* **Problem A**
Decide whether each statement below agrees with the curve-fitting passage, answering yes or no and quoting the words of the passage that settle it: (i) the bounds cross zero on the p1, p2, and p3 coefficients for the fifth-degree polynomial; (ii) the selected fit is exported to the workspace as a structure; (iii) the Results pane can be hidden so that only plots are shown.
* **Problem B**
Update the part of the curve-fitting passage that opens with the words containing "Analyzing Your Best" and closes with "the default names.", substituting "struct arrays" for "structures".
* **Problem C**
Supply what comes next in the curve-fitting passage, beginning after its final line.

++++ Reading passage

Use the View menu to hide the Fit Settings or Table of Fits if you want more space to view and compare plots and results, as shown next. You can also hide the Results pane to show only plots. The bounds cross zero on the p1, p2, and p3 coefficients for the fifth-degree polynomial. This means you cannot be sure that these coefficients differ from zero. If the higher order model terms may have coefficients of zero, they are not helping with the fit, which suggests that this model overfits the census data. However, the small confidence bounds do not cross zero on p1, p2, and p3 for the quadratic fit, poly2 indicate that the fitted coefficients are known fairly accurately. Therefore, after examining both the graphical and numerical fit results, you should select poly2 as the best fit to extrapolate the census data.

Note

The fitted coefficients associated with the constant, linear, and quadratic terms are nearly identical for each normalized polynomial equation. However, as the polynomial degree increases, the coefficient bounds associated with the higher degree terms cross zero, which suggests overfitting.

Analyzing Your Best Fit in the Workspace

You can use Save to Workspace to export the selected fit and the associated fit results to the MATLAB workspace. The fit is saved as a MATLAB object and the associated fit results are saved as structures.

1. Right-click the poly2 fit in the Table of Fits and select Save “poly2” to Workspace (or use the Fit menu). 2. Click to save with the default names.

The fittedmodel is saved as a Curve Fitting Toolbox™ cfit object.

>> whos fittedmodel
Name             Size            Bytes  Class

fittedmodel      1x1               822  cfit

Examine the fittedmodel cfit object to display the model, the fitted coefficients, and the confidence bounds for the fitted coefficients:

fittedmodel

fittedmodel =
Linear model Poly2:
fittedmodel(x) = p1*x^2 + p2*x + p3
Coefficients (with 95% confidence bounds):
p1 =    0.006541  (0.006124, 0.006958)

++++++++
++++ Supplied data

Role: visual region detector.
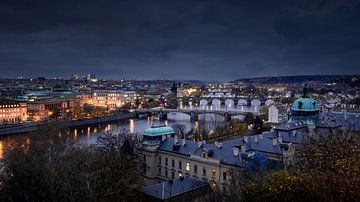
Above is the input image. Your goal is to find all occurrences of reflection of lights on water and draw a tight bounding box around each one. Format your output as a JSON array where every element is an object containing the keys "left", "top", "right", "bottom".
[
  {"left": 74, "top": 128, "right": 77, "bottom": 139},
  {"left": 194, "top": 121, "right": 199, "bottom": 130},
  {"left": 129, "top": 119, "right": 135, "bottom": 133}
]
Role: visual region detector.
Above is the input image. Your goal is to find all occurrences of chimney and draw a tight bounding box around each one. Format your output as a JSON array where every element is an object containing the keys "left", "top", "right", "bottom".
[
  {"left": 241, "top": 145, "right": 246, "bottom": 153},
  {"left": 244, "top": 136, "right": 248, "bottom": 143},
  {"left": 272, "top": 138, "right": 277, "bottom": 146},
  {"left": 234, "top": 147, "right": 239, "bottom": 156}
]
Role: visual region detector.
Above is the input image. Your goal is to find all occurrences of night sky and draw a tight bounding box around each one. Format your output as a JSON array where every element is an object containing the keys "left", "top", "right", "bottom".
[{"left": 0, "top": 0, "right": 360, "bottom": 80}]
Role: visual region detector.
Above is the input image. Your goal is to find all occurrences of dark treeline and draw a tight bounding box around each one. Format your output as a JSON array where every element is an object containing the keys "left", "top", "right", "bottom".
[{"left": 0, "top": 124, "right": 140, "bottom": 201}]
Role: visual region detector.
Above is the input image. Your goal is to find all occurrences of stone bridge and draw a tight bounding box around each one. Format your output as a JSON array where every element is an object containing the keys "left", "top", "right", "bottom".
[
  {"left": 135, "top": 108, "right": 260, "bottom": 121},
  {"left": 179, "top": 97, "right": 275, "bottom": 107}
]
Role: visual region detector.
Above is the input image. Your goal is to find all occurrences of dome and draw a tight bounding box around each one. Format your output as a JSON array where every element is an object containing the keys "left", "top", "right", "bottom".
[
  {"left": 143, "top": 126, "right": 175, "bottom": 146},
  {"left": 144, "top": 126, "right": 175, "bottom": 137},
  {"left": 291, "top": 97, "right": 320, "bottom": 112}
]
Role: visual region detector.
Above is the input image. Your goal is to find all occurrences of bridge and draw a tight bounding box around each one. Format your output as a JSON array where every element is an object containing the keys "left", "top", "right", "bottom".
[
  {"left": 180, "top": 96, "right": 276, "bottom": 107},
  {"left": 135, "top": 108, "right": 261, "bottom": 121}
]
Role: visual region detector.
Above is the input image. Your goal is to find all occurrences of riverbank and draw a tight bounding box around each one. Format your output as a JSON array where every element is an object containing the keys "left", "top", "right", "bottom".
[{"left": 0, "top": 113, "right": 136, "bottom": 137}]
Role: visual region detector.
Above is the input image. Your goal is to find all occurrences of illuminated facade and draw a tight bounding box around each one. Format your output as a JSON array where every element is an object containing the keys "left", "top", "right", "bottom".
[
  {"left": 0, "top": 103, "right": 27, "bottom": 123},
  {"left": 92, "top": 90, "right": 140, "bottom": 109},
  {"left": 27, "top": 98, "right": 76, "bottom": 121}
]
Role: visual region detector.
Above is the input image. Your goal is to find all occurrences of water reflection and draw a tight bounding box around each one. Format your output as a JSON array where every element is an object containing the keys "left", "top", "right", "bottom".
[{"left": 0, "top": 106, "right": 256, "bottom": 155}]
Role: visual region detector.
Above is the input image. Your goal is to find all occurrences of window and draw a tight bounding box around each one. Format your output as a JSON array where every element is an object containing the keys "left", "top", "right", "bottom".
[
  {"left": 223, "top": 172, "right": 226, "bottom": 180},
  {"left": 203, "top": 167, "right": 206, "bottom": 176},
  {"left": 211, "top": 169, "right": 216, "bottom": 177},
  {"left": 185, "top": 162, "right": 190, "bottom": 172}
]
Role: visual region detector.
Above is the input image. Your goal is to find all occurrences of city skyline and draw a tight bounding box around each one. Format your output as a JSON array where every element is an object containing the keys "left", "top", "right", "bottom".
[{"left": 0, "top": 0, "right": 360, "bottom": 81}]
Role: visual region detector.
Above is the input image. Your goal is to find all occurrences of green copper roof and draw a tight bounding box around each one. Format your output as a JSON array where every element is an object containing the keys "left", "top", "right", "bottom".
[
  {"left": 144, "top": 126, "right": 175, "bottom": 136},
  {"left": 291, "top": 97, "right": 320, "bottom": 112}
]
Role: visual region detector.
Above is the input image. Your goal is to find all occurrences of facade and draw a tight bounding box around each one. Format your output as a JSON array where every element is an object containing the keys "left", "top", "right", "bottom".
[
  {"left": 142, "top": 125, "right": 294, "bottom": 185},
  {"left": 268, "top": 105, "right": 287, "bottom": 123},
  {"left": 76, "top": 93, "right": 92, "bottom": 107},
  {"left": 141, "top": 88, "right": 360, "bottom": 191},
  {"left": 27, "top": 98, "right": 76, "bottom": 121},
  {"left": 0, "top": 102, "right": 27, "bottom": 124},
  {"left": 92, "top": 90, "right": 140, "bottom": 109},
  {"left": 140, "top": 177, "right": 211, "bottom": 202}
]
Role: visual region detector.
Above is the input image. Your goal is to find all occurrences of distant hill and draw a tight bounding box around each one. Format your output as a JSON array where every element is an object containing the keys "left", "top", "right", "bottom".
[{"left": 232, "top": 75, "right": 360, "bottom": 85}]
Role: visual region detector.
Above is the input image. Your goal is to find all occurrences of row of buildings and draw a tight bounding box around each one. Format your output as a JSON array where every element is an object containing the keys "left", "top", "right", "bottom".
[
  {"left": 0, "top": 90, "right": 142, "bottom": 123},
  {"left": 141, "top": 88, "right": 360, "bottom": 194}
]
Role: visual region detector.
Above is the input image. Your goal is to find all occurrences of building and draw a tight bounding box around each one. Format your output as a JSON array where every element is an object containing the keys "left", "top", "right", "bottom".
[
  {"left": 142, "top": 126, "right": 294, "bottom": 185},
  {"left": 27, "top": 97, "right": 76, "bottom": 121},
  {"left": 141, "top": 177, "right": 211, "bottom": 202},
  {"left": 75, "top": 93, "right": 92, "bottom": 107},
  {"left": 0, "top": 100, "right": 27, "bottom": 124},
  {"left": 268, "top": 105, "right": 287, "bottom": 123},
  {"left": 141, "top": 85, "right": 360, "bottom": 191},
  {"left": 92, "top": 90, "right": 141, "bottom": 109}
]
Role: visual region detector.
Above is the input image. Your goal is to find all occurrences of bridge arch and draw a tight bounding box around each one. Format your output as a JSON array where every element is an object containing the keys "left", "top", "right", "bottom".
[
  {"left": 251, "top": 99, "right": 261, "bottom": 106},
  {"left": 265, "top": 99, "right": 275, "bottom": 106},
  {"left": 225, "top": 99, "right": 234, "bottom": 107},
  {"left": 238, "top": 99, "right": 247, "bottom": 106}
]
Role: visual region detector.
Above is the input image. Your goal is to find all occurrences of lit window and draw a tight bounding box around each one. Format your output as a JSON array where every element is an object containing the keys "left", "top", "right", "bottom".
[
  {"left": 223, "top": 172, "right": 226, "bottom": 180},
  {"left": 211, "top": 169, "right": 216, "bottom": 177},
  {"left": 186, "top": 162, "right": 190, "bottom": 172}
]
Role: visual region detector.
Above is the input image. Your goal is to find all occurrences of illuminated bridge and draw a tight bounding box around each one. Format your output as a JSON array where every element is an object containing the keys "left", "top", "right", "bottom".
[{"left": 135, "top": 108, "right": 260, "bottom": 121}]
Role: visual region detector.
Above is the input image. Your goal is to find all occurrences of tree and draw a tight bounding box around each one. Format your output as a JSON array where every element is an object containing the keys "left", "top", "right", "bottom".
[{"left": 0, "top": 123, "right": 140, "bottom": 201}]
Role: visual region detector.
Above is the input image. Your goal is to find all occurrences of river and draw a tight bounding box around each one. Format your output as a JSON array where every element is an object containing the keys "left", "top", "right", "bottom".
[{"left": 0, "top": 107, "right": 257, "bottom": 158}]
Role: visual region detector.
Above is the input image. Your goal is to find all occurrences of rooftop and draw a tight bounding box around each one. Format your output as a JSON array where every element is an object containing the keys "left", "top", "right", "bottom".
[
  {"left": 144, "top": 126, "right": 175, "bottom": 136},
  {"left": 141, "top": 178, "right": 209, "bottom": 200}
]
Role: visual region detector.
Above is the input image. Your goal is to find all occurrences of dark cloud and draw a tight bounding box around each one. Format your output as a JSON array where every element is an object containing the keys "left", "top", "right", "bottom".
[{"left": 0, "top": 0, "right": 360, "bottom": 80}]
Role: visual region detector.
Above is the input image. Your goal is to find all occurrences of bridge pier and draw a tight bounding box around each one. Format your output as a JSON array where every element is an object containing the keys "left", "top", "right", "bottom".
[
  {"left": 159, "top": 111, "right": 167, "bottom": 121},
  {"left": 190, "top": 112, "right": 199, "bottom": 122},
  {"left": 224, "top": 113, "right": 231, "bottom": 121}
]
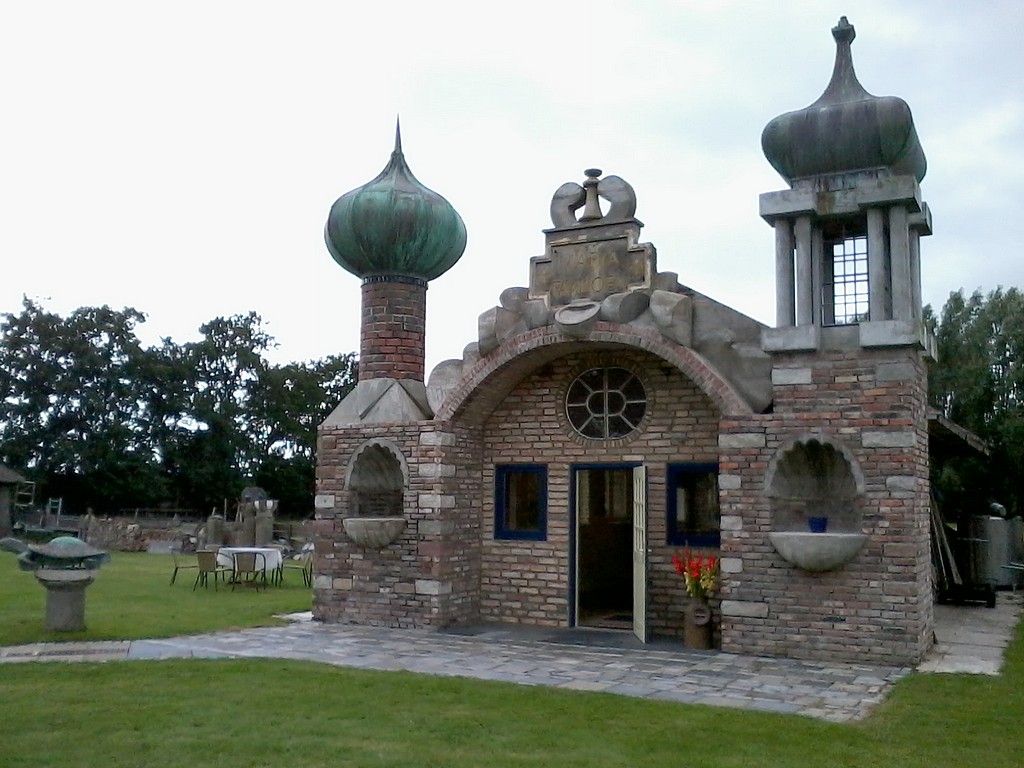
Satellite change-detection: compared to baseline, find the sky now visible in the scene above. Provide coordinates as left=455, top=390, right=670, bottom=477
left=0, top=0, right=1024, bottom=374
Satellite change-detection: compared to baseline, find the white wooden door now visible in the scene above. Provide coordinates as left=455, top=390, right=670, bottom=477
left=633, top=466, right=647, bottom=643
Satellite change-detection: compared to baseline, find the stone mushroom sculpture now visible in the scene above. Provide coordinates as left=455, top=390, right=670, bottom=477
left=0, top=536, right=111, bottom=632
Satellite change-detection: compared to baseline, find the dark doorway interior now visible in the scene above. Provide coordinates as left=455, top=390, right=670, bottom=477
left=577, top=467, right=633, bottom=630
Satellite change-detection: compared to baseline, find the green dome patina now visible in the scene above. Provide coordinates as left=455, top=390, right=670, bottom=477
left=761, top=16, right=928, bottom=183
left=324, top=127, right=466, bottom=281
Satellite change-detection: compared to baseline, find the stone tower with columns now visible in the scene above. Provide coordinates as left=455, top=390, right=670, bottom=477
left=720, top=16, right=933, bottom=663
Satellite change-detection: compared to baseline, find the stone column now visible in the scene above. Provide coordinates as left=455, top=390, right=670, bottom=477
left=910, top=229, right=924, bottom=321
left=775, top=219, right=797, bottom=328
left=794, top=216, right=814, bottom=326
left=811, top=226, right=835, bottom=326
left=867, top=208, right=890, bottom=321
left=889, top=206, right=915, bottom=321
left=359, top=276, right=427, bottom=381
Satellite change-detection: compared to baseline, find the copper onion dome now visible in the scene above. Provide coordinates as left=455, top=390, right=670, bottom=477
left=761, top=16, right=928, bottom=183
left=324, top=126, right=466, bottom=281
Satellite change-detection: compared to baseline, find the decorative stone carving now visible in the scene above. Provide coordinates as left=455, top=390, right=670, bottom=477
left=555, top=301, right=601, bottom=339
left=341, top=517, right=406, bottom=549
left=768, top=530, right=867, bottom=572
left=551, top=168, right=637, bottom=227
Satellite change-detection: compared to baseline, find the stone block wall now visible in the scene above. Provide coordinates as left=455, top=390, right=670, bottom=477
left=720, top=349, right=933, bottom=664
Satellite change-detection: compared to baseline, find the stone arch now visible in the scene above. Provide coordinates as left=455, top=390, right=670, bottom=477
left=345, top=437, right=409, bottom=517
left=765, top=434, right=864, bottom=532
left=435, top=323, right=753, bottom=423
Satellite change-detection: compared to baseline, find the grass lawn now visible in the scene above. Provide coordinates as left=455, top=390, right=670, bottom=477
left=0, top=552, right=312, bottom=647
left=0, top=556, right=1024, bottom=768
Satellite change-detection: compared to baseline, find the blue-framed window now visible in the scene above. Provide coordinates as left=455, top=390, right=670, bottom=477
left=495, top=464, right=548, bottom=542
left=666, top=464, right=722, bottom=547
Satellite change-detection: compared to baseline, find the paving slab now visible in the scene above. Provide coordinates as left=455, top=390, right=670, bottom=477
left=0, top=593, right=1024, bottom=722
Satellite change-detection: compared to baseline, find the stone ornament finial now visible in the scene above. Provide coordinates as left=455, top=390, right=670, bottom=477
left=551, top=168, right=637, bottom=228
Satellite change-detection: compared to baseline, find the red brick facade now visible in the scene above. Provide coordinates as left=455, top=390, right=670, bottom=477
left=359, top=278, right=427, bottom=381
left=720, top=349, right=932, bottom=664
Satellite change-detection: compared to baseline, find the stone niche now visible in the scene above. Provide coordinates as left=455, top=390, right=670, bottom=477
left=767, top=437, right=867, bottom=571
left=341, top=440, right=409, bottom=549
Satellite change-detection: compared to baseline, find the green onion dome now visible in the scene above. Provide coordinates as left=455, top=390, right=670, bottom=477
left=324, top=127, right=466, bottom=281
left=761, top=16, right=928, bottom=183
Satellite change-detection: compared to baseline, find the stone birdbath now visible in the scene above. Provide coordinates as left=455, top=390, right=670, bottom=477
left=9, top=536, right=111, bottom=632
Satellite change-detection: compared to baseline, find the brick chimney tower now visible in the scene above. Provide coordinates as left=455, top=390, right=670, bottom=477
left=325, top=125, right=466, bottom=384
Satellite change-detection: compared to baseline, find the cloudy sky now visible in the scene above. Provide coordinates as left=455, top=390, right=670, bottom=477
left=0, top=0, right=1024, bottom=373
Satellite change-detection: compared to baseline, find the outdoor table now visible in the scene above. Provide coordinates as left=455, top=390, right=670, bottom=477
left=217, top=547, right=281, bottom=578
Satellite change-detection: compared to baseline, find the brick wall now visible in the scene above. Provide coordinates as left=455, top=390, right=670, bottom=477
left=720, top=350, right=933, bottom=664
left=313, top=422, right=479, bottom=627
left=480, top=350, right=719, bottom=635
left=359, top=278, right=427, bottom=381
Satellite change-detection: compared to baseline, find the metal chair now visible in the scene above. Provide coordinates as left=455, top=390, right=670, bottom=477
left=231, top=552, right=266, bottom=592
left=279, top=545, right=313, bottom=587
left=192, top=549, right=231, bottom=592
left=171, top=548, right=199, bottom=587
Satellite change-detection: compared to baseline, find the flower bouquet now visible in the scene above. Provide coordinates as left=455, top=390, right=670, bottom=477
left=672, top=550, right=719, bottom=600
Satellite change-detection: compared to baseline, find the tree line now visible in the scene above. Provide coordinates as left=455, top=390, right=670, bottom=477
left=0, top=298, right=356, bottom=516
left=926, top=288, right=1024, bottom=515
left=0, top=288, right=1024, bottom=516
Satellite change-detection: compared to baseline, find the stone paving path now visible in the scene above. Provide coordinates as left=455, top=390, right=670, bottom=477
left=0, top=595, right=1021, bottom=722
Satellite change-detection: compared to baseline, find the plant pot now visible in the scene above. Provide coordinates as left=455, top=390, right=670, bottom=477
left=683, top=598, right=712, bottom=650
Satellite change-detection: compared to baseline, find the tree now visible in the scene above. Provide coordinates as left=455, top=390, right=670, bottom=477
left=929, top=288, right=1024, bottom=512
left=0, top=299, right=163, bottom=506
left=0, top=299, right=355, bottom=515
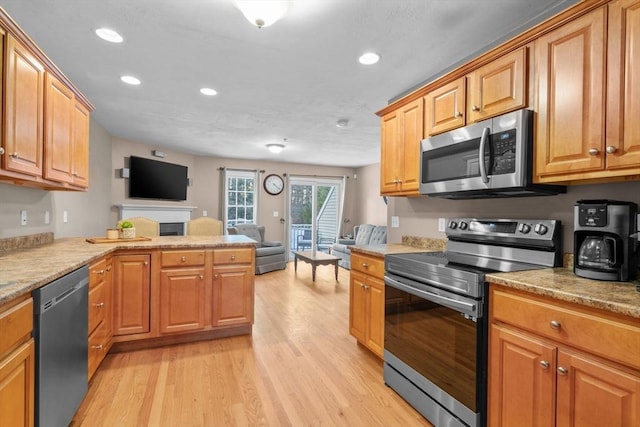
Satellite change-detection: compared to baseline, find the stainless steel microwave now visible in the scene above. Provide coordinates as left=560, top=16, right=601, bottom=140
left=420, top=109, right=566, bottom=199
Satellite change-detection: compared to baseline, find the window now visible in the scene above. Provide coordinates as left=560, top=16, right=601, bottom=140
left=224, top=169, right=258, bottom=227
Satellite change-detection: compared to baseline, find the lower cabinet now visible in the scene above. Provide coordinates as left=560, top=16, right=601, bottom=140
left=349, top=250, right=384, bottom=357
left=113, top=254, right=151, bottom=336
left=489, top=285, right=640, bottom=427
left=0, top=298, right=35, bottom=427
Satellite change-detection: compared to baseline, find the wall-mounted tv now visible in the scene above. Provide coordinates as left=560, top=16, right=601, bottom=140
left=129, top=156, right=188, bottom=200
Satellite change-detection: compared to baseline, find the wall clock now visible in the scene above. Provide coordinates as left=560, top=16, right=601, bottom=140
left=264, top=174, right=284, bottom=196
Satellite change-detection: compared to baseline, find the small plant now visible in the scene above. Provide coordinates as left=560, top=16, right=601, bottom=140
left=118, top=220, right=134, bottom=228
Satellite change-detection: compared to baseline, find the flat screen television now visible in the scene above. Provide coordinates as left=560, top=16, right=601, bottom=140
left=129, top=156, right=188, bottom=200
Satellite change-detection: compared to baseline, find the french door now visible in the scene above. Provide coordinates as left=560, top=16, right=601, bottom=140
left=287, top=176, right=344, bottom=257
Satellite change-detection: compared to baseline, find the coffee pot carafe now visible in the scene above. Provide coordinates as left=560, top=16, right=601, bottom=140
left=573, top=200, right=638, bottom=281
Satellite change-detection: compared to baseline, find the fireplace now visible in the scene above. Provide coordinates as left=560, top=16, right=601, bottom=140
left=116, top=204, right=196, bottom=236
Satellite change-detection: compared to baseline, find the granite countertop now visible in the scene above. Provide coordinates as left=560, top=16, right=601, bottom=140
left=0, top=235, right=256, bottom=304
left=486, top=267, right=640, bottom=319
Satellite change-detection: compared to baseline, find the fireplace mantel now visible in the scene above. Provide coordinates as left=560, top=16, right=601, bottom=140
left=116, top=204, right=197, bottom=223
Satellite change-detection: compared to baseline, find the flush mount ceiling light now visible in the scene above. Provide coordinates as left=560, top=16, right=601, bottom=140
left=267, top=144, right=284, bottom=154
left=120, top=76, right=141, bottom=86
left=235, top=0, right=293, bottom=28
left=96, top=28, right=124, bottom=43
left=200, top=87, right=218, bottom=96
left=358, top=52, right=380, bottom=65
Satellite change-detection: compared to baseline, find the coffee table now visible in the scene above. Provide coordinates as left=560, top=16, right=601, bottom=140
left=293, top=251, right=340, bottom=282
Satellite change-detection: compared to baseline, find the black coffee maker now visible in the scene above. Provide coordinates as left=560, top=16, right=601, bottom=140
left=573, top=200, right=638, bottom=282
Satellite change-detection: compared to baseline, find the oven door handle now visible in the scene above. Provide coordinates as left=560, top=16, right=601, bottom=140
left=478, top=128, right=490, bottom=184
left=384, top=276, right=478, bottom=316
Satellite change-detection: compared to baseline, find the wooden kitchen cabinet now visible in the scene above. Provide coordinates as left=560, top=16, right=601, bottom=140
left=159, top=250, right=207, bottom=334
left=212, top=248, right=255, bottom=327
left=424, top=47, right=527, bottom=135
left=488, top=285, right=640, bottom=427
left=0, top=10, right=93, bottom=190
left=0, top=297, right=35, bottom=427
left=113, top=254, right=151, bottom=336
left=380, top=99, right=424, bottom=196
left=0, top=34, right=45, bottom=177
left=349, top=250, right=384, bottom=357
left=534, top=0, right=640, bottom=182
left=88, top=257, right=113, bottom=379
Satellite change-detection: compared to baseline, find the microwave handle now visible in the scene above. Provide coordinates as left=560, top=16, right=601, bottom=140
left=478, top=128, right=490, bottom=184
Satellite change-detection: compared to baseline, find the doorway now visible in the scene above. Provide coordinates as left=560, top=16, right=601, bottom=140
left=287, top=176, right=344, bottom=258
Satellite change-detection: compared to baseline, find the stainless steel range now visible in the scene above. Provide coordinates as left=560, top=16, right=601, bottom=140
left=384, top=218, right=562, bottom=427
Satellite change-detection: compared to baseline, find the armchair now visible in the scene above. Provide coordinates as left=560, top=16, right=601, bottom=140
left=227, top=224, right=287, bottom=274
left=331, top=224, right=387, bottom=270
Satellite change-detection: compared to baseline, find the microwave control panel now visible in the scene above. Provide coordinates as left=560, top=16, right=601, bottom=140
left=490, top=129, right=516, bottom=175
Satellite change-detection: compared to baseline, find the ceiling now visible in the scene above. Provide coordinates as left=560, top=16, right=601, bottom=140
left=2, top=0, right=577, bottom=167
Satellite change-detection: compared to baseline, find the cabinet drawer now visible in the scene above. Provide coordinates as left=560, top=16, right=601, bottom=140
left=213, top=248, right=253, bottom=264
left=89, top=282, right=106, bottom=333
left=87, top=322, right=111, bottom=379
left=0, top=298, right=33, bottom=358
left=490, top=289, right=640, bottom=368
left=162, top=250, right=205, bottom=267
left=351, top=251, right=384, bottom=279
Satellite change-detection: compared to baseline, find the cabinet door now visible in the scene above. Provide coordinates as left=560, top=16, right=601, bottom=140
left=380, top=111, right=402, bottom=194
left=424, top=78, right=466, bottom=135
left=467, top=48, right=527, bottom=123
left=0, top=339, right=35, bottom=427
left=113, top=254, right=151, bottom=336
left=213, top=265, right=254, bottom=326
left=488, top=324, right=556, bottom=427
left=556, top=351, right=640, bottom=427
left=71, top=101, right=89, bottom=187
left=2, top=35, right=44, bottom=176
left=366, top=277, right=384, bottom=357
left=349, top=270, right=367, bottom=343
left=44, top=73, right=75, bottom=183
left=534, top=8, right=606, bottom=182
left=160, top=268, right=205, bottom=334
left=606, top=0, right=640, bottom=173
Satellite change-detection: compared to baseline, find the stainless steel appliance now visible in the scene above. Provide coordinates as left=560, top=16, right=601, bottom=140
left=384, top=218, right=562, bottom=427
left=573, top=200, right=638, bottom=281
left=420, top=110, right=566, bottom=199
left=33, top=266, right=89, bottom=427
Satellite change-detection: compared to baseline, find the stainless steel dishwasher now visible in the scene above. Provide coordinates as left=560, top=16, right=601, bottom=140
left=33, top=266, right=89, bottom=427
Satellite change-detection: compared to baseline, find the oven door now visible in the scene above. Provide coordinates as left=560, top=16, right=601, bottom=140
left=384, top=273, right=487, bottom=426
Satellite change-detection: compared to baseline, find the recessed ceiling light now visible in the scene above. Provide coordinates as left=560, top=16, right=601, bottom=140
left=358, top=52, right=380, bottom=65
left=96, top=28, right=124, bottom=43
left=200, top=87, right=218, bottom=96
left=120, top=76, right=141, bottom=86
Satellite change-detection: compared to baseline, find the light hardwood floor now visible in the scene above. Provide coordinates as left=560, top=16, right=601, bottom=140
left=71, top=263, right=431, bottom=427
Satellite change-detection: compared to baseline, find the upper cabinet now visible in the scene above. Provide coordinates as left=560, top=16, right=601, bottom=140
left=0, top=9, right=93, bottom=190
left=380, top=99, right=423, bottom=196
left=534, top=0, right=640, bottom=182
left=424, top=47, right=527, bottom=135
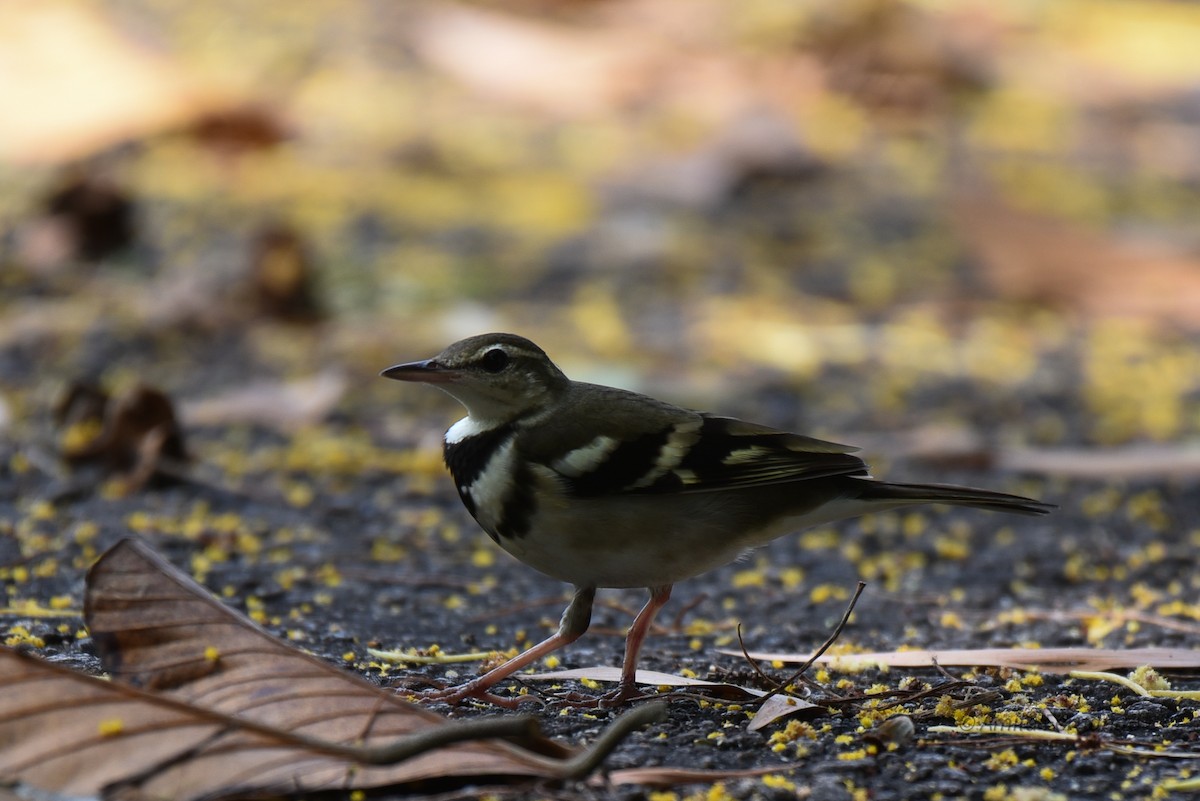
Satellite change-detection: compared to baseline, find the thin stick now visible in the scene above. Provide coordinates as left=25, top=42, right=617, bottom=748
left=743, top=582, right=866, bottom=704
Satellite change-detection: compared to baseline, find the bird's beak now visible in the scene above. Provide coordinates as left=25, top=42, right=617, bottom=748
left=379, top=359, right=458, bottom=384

++++++++

* **Exercise result A**
(i) Yes: "The bounds cross zero on the p1, p2, and p3 coefficients for the fifth-degree polynomial."
(ii) No: "The fit is saved as a MATLAB object and the associated fit results are saved as structures."
(iii) Yes: "You can also hide the Results pane to show only plots."

* **Exercise result B**
Analyzing Your Best Fit in the Workspace

You can use Save to Workspace to export the selected fit and the associated fit results to the MATLAB workspace. The fit is saved as a MATLAB object and the associated fit results are saved as struct arrays.

1. Right-click the poly2 fit in the Table of Fits and select Save “poly2” to Workspace (or use the Fit menu). 2. Click to save with the default names.

* **Exercise result C**
p2 =      -23.51  (-25.09, -21.93)
p3 =  2.113e+004  (1.964e+004, 2.262e+004)

Examine the goodness structure to display goodness-of-fit results:

goodness

goodness =
sse: 159.0293
rsquare: 0.9987
dfe: 18
rmse: 2.9724

Examine the output structure to display additional information associated with the fit, such as the residuals:

output

output =
numobs: 21
numparam: 3
residuals: [21x1 double]
Jacobian: [21x3 double]
exitflag: 1
algorithm: 'QR factorization and solve'
iterations: 1

You can evaluate (interpolate or extrapolate), differentiate, or integrate a fit over a specified data range with various postprocessing functions.

For example, to evaluate the fittedmodel at a vector of values to extrapolate to the year 2050, enter:

y = fittedmodel(2000:10:2050)
y =

274.6221
301.8240
330.3341
360.1524
391.2790
423.7137
Plot the fit to the census data and the extrapolated fit values:
plot(fittedmodel, cdate, pop)
hold on
plot(fittedmodel, 2000:10:2050, y)
hold off
For more examples and instructions for interactive and command-line fit analysis, and a list of all postprocessing functions, see Fit Postprocessing.

For an example reproducing this interactive census data analysis using the command line, see Polynomial Curve Fitting.

The toolbox provides several options for saving your work. You can save one or more fits and the associated fit results as variables to the MATLAB workspace. You can then use this saved information for documentation purposes, or to extend your data exploration and analysis. In addition to saving your work to MATLAB workspace variables, you can:

• Save the current curve fitting session by selecting File > Save Session. The session file contains all the fits and variables in your session and remembers your layout. See Save and Reload Sessions.

• Generate MATLAB code to recreate all fits and plots in your session by selecting File > Generate Code. The Curve Fitting app generates code from your session and displays the file in the MATLAB Editor.

You can recreate your fits and plots by calling the file at the command line with your original data as input arguments. You can also call the file with new data, and automate the process of fitting multiple data sets. For more information, see Generating Code from the Curve Fitting App.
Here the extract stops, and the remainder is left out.